### DATASET RECORDS
□ □ □ □ □
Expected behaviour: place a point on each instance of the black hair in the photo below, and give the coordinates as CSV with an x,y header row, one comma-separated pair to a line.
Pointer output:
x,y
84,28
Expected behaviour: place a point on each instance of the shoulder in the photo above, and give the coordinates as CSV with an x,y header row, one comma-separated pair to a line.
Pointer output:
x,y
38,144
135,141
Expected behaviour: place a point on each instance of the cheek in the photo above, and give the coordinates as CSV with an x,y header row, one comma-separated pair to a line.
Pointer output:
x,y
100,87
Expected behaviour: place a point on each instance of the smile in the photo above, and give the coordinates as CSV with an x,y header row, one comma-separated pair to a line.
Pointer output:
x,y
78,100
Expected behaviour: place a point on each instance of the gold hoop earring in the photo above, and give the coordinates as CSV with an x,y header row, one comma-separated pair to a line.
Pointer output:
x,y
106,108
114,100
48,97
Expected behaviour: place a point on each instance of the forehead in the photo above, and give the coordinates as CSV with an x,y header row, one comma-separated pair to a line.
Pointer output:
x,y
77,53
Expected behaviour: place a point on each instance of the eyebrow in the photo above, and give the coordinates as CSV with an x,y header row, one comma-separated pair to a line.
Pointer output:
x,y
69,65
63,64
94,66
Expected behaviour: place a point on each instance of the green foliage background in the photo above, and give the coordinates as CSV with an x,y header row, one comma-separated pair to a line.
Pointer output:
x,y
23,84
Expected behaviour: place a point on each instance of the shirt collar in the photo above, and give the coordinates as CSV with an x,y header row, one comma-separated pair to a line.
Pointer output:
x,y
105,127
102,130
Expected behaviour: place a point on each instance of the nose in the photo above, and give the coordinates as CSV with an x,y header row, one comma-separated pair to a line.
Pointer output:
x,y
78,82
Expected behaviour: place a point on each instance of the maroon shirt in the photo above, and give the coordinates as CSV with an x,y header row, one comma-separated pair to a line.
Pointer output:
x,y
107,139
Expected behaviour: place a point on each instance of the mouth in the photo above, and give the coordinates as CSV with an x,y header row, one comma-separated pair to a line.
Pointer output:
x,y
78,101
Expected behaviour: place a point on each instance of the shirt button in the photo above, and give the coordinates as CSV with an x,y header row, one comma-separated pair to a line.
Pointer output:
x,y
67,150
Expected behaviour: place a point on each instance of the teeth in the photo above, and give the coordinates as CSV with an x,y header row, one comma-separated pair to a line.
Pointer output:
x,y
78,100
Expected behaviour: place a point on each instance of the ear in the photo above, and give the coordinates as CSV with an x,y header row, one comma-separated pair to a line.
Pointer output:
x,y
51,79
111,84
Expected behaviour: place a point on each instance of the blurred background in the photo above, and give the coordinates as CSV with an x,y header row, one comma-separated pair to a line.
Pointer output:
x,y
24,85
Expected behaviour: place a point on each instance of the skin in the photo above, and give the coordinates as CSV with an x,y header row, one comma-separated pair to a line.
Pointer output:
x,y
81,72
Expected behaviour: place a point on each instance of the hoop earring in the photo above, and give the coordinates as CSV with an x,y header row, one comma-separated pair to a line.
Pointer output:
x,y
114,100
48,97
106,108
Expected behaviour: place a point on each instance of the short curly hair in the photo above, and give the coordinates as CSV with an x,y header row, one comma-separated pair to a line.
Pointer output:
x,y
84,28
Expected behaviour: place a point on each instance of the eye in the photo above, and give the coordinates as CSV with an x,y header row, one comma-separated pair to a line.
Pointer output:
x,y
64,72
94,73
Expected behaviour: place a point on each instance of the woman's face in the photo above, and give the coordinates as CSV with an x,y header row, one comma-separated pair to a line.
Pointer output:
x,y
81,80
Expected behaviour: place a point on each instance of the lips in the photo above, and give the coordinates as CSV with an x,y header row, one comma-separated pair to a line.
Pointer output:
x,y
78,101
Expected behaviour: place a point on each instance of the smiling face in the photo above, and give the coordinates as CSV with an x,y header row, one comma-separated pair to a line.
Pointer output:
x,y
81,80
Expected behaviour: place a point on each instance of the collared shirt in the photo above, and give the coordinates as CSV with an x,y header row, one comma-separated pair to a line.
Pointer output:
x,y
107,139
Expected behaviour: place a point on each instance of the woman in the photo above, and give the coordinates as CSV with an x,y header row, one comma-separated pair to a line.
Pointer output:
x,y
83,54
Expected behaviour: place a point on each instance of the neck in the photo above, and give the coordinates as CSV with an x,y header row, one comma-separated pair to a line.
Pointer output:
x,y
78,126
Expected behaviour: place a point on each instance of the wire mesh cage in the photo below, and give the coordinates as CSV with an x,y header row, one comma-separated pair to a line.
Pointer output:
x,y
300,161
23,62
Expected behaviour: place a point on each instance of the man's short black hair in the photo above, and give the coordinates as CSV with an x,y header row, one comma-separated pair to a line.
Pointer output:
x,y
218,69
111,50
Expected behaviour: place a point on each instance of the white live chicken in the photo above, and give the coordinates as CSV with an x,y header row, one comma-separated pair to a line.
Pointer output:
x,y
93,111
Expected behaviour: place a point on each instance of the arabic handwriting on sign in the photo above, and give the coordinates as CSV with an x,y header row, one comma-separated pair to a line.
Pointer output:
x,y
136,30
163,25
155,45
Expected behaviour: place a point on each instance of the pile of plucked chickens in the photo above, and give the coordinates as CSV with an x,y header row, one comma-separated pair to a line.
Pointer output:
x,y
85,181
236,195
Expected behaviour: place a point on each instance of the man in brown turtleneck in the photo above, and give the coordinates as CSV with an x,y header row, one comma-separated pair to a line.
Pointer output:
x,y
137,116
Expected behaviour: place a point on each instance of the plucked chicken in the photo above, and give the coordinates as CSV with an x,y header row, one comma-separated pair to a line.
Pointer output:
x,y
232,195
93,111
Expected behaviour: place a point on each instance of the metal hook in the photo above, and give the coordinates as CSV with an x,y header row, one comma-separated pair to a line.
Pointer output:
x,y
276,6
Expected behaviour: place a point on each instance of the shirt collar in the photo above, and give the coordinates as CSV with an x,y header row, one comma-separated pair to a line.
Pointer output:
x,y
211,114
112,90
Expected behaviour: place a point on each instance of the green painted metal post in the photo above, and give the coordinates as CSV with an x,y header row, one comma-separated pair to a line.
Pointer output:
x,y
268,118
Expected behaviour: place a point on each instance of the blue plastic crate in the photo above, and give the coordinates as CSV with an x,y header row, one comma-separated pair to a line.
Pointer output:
□ □ □ □ □
### REQUIRED ACTION
Scan the material above for the word "hair", and copy each line where it appears.

### ANSWER BOX
Expected behaviour: place a point on each instance of the black hair in the photo below, and give the coordinates as CSV with an x,y header row, one comma-separated pair to a line.
Expected behaviour: place a point on each instance of the short curly hair in the photo above, and give the coordinates as CSV with an x,y header row, one comma-separated pair to a line.
Expected behaviour: place a point on each instance of the man's short black hair in the photo above, and give the coordinates as CSV with an x,y header row, one comma-separated pair to a line.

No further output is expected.